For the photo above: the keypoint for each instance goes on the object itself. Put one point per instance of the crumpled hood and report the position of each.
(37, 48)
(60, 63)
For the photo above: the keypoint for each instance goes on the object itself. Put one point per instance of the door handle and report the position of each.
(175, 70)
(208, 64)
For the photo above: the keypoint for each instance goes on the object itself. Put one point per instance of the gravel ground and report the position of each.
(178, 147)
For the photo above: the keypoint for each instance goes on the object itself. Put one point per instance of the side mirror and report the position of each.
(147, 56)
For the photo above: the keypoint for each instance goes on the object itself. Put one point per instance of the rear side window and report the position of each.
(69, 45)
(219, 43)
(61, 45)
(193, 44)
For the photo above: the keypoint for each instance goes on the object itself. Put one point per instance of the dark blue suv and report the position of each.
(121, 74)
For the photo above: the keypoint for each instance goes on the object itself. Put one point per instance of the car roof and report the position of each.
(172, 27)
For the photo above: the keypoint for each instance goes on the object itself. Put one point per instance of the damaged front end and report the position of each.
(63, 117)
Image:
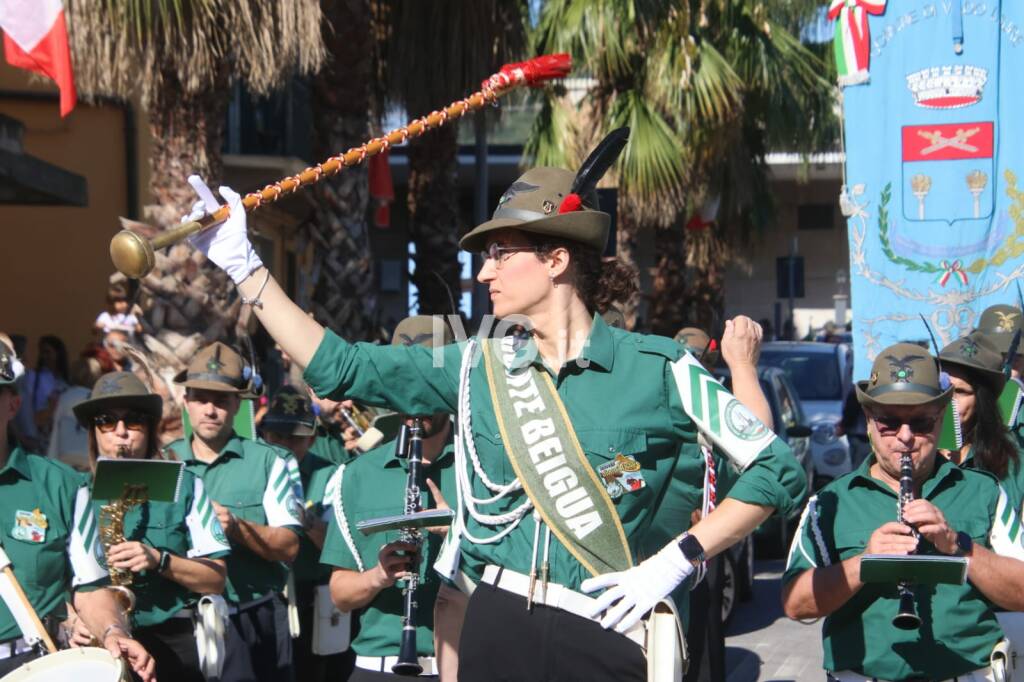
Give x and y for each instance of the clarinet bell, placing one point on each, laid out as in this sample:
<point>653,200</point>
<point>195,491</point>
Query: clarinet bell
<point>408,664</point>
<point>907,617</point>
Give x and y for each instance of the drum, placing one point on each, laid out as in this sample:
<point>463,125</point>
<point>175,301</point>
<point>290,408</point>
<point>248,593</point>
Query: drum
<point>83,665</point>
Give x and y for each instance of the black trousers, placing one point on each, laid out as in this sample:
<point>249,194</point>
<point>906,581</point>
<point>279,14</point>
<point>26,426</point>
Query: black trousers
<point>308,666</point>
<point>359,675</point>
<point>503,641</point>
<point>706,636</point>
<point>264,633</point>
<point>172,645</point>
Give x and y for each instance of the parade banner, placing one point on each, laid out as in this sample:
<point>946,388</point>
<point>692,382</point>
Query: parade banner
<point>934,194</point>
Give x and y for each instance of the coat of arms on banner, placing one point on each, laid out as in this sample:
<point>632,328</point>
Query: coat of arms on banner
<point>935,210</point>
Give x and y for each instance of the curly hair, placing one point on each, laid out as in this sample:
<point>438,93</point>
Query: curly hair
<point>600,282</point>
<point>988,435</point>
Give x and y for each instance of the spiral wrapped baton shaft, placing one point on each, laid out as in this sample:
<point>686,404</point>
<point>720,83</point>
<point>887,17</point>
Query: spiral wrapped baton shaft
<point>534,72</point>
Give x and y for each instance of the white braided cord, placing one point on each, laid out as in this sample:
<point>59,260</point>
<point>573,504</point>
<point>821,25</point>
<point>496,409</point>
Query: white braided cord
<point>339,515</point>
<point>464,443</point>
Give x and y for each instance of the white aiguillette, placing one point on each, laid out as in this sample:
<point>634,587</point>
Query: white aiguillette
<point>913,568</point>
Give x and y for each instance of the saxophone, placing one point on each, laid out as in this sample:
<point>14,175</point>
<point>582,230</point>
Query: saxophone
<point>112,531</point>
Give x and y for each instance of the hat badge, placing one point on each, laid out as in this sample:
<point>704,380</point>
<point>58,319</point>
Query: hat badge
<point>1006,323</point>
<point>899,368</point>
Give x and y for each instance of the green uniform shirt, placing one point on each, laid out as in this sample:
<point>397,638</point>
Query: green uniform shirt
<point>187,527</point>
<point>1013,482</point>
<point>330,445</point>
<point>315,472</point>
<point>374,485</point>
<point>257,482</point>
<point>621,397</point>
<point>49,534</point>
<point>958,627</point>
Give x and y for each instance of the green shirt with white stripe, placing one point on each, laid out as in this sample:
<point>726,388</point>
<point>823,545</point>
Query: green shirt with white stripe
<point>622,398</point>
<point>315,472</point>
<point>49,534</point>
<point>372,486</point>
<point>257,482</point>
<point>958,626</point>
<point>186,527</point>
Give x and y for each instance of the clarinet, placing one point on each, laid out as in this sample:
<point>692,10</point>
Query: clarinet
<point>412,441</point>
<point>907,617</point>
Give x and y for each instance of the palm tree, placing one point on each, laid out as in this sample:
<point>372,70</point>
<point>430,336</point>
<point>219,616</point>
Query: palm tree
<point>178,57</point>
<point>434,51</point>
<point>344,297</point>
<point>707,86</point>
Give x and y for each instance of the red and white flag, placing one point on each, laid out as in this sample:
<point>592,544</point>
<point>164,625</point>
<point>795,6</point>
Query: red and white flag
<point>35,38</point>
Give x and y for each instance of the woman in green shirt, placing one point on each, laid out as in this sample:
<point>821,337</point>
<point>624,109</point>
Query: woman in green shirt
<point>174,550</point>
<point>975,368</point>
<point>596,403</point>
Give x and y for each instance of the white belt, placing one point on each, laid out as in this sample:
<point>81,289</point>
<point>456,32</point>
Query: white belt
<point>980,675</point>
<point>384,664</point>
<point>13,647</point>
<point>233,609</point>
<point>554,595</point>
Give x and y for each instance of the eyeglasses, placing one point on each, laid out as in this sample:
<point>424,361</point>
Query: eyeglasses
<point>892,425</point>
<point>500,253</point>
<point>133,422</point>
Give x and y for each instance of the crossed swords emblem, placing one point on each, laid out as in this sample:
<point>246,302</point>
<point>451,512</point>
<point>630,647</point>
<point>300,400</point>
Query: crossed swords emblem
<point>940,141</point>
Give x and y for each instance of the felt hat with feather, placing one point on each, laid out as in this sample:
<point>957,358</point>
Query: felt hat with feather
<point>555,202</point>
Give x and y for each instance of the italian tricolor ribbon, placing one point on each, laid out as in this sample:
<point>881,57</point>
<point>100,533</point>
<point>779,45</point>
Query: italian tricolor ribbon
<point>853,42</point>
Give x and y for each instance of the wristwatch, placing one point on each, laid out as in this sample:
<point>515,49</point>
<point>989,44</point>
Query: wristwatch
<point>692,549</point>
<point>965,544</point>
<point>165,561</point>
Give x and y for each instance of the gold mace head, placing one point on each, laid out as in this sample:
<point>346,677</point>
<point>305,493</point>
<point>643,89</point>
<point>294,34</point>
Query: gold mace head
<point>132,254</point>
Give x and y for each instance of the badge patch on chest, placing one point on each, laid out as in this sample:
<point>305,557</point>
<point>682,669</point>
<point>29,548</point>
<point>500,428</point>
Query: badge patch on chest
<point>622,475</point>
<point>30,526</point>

———

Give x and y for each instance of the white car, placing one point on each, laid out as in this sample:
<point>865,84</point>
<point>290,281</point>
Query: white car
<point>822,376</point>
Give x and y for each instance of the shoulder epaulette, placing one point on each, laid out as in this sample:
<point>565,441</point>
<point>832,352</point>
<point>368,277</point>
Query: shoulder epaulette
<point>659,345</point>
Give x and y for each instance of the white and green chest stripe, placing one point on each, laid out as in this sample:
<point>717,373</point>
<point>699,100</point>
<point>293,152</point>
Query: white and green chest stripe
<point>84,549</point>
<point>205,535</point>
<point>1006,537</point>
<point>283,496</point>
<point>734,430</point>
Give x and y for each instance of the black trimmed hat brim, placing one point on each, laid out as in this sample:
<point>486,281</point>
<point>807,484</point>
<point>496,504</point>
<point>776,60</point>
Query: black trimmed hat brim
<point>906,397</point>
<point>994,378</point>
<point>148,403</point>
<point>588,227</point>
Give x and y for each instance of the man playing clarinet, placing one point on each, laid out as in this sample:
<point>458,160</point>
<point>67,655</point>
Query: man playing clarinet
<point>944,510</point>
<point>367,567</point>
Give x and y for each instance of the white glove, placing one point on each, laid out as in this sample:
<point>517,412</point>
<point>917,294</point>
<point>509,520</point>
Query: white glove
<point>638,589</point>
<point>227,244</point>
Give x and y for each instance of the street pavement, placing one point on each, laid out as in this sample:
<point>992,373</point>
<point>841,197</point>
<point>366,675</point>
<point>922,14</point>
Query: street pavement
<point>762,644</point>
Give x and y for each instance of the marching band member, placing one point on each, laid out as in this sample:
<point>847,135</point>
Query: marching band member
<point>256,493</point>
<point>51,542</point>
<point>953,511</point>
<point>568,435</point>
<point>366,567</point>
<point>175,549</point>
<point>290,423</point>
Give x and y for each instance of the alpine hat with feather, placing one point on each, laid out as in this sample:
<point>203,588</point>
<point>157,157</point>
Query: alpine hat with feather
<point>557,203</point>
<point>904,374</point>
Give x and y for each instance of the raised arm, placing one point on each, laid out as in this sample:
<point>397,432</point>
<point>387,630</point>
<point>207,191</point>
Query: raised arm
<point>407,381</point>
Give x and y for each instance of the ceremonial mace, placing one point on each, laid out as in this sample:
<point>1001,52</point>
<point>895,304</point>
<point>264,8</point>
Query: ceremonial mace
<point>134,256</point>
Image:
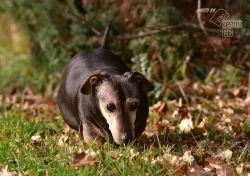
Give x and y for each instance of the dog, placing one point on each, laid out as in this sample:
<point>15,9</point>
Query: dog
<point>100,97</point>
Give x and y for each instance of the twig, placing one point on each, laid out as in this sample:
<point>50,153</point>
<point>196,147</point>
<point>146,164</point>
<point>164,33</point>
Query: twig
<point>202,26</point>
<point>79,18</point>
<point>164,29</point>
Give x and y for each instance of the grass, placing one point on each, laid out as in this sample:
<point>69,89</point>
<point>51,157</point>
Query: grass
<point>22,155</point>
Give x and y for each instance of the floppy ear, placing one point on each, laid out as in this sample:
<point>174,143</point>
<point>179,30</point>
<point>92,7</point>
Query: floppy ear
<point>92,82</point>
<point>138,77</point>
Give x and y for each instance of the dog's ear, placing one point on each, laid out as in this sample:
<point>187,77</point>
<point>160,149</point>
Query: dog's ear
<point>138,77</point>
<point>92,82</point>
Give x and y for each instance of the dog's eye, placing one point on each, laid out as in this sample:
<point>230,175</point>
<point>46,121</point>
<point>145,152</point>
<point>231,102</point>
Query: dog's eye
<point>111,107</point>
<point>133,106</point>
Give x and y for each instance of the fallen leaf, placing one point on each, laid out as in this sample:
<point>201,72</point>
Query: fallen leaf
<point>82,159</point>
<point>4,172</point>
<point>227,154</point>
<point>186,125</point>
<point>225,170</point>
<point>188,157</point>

———

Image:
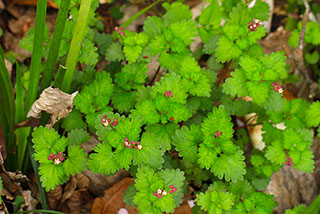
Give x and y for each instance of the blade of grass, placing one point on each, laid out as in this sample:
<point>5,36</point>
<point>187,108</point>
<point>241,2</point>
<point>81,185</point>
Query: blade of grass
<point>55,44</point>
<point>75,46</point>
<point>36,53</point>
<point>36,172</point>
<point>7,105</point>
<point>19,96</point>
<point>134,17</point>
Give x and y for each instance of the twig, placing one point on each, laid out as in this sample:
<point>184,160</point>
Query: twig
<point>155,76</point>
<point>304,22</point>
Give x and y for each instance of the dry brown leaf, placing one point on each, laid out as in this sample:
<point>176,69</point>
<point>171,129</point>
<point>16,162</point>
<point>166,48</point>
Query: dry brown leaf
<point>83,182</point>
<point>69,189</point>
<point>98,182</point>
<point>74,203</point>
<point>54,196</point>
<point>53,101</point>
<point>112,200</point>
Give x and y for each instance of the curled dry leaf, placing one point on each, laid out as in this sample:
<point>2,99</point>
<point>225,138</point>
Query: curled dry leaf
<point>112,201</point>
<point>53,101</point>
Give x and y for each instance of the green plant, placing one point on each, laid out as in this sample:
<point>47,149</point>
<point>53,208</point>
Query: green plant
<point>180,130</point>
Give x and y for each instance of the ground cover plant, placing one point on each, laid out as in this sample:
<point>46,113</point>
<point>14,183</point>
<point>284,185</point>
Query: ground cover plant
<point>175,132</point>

———

Reproduce the listing from the line with "white belt, placing" to the line with "<point>940,141</point>", changing every "eyeglasses" to "spectacles" and keeping everything else the same.

Give x and y for each instance of the white belt, placing one point on each, laid out as in this sample:
<point>81,289</point>
<point>456,32</point>
Query: white belt
<point>980,675</point>
<point>384,664</point>
<point>13,647</point>
<point>233,609</point>
<point>554,595</point>
Give x and y for each instance of the spectacles, placing one point on each, laid out as in this sample:
<point>424,361</point>
Query: spectacles
<point>892,425</point>
<point>500,253</point>
<point>133,422</point>
Give x and y for each instance of the crossed swords emblem, placing one point on each, laid out as in this sample:
<point>246,302</point>
<point>451,512</point>
<point>630,647</point>
<point>300,400</point>
Query: crossed swords emblem
<point>940,141</point>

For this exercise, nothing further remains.